- Problem to solve:
Your task is to find every line of the listing that includes "shirt" and copy it.

- Source data:
· · · · · · ·

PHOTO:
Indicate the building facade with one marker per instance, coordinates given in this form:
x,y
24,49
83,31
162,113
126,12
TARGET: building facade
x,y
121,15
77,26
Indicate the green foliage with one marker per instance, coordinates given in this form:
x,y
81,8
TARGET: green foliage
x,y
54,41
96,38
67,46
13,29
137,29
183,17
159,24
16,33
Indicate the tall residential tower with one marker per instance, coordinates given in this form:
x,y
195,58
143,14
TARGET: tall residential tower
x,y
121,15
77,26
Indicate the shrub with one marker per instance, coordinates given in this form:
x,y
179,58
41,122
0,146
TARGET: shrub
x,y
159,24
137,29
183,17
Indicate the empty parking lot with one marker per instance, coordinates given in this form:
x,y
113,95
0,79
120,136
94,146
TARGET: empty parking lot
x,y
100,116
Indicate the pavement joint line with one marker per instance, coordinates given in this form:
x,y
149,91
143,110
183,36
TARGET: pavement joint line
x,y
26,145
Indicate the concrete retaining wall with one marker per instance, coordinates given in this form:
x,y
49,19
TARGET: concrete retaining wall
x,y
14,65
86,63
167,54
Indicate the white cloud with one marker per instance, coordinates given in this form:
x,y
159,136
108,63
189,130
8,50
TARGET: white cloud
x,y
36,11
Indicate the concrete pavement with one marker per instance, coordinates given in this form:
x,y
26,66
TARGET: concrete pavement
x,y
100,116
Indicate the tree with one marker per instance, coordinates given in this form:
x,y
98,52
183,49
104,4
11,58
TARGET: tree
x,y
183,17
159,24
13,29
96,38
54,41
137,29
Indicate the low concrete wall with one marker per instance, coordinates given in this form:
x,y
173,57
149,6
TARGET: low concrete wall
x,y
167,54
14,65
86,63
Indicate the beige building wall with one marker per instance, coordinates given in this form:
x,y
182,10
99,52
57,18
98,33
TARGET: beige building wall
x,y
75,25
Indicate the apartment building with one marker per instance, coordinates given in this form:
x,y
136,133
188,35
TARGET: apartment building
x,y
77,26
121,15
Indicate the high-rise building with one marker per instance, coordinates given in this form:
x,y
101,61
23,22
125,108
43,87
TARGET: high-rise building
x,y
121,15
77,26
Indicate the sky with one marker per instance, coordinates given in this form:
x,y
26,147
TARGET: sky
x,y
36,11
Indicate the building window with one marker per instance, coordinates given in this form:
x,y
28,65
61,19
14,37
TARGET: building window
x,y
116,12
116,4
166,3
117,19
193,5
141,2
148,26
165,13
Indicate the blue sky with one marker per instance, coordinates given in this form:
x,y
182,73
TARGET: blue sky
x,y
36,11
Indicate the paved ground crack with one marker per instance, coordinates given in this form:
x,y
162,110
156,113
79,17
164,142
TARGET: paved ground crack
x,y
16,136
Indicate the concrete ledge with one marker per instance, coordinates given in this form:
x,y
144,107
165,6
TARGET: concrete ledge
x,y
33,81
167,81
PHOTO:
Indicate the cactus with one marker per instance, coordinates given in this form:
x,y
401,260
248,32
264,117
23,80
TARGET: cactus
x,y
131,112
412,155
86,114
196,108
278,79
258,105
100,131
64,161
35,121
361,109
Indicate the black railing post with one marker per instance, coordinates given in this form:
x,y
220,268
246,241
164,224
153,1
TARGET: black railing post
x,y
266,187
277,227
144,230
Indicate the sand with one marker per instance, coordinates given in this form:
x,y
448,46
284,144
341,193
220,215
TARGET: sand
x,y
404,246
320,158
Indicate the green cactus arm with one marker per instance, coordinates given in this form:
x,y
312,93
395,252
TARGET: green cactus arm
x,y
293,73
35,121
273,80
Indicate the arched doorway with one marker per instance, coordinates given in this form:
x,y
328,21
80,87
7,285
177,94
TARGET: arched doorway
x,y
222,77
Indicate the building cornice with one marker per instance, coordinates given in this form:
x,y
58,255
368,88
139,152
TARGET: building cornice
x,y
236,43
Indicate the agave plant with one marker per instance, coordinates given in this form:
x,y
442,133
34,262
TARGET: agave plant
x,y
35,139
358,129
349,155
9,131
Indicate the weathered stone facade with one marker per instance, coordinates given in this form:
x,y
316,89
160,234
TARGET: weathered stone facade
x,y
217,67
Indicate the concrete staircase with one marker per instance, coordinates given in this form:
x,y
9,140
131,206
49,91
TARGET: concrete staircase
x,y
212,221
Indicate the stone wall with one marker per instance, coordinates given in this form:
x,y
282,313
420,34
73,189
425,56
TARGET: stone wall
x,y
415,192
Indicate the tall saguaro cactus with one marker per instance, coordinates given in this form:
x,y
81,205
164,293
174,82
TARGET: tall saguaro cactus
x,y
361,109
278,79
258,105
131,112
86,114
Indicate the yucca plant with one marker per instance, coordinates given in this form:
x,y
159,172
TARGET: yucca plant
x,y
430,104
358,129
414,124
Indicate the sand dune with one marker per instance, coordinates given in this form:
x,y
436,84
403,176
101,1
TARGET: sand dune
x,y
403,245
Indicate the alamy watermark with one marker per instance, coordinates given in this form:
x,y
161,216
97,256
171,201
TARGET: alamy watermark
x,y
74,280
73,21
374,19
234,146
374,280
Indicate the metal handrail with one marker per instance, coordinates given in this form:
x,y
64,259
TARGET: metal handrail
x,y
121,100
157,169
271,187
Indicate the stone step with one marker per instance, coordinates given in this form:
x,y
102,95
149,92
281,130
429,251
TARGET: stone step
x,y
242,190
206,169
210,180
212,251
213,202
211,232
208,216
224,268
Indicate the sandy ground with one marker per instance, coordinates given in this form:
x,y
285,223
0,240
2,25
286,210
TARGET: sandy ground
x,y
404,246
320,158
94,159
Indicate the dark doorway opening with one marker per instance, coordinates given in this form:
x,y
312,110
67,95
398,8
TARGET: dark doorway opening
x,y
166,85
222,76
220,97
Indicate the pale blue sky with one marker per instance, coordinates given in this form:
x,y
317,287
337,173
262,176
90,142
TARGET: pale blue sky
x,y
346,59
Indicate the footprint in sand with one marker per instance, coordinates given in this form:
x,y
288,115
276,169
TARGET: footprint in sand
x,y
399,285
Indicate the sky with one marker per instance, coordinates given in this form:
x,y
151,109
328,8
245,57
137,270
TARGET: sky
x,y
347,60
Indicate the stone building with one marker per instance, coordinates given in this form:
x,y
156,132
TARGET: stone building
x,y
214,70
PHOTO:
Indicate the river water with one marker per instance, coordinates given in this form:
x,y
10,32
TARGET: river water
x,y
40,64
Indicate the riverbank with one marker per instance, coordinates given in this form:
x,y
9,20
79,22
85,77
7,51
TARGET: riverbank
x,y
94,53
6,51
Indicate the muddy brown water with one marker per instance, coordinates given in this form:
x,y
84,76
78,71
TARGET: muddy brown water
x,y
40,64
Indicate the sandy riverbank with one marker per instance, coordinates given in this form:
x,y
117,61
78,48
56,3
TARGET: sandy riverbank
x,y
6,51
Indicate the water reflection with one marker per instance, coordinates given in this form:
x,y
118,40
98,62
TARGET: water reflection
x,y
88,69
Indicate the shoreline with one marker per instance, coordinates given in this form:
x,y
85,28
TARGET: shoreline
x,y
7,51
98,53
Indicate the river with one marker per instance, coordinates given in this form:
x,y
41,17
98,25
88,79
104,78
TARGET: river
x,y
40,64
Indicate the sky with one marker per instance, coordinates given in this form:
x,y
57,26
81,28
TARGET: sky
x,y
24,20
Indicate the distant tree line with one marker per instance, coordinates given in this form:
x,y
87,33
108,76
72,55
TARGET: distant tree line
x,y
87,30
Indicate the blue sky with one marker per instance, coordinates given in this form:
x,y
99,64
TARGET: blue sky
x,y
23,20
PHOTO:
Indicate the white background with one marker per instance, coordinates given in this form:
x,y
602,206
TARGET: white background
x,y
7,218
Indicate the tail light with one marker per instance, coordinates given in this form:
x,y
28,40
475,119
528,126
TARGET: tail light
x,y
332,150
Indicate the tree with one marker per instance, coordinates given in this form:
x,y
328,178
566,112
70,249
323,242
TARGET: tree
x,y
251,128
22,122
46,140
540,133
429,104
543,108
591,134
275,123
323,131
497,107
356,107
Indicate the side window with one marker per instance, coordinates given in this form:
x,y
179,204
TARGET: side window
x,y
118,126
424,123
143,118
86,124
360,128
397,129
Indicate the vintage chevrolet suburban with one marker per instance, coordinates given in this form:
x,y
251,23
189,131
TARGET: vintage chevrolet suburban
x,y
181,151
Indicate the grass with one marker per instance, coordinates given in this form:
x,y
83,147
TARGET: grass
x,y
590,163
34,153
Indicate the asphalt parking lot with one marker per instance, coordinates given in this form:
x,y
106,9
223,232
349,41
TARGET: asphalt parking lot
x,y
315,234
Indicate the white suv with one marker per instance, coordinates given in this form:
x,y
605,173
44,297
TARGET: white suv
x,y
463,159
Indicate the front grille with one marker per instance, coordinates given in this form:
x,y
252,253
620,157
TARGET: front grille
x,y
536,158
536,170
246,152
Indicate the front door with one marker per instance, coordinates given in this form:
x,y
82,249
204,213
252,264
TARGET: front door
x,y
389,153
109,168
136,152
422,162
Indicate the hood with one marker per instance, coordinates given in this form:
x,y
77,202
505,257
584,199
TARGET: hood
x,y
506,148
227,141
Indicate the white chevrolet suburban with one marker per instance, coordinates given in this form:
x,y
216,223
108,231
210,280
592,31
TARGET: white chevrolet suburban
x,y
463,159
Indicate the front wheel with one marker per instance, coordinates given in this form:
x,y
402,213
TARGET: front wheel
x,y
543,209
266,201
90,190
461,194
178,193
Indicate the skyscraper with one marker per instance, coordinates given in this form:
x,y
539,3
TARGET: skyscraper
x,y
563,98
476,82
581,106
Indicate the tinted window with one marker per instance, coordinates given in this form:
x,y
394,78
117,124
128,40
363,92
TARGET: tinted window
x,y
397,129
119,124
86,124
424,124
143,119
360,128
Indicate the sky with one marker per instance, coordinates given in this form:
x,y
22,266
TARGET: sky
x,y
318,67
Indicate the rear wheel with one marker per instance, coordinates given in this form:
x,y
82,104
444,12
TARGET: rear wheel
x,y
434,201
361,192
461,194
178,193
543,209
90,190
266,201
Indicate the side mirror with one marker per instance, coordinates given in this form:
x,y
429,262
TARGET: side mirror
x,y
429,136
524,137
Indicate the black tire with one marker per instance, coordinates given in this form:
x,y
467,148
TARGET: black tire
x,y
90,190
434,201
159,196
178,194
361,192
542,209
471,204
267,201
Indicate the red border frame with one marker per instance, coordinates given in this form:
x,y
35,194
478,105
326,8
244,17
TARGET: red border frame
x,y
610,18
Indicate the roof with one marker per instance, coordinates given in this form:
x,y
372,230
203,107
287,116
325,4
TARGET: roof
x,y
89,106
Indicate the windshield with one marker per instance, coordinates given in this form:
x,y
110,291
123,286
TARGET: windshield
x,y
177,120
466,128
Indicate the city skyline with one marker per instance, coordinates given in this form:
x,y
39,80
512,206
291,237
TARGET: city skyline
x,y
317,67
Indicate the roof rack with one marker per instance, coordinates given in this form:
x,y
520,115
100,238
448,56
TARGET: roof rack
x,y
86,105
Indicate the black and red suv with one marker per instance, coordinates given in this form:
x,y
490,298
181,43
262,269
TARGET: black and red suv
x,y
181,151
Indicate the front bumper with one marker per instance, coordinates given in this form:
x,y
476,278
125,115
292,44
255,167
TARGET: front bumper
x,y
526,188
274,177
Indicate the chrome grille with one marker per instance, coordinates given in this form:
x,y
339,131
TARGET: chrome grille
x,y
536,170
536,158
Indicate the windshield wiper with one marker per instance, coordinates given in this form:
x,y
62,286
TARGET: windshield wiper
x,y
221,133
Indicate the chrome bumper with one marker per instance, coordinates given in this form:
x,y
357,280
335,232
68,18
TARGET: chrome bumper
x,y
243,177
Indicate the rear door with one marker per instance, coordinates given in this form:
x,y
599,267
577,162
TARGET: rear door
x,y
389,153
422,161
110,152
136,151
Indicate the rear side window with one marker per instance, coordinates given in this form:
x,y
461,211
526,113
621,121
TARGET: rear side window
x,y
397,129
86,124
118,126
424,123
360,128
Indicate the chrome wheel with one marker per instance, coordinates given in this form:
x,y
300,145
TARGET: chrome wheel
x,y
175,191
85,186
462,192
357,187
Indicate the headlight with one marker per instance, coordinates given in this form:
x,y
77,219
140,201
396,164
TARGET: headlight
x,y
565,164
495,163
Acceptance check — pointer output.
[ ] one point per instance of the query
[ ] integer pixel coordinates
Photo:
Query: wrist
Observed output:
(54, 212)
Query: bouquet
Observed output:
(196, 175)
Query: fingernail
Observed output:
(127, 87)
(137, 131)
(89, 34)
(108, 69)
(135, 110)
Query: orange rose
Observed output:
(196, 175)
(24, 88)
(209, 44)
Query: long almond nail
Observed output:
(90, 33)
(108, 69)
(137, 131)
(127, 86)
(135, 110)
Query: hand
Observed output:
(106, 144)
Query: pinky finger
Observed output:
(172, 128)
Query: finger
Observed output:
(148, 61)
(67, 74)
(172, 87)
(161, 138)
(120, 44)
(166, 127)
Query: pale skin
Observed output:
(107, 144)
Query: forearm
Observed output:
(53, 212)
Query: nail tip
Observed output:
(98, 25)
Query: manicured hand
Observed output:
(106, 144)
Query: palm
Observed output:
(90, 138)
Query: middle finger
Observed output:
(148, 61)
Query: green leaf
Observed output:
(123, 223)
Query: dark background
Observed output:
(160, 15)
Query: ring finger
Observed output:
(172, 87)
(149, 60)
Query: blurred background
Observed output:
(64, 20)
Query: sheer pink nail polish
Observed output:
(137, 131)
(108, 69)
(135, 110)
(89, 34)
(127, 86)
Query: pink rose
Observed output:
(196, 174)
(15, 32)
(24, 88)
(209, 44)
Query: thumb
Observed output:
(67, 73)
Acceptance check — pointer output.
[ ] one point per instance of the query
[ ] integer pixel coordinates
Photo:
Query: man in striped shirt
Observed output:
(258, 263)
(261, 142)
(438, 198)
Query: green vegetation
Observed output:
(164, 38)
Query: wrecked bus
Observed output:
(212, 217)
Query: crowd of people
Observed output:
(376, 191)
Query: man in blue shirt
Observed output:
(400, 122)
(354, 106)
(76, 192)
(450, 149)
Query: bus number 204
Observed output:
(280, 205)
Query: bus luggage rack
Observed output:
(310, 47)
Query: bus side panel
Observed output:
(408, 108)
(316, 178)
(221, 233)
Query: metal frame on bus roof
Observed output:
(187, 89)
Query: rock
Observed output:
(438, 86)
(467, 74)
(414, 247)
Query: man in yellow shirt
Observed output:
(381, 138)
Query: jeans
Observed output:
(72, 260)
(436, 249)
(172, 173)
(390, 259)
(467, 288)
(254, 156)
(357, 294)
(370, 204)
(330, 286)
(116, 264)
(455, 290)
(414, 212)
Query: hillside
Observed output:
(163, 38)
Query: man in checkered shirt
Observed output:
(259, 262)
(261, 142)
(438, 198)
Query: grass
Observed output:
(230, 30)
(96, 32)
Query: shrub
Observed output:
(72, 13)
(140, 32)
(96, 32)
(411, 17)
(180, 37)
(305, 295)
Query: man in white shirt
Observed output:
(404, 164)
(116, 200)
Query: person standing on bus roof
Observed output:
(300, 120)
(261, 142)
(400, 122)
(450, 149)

· · · · · · ·

- Result of this exercise:
Query: man in striped shirt
Query: man in blue shirt
Query: man in yellow shirt
Query: man in checkered shirt
Query: man in white shirt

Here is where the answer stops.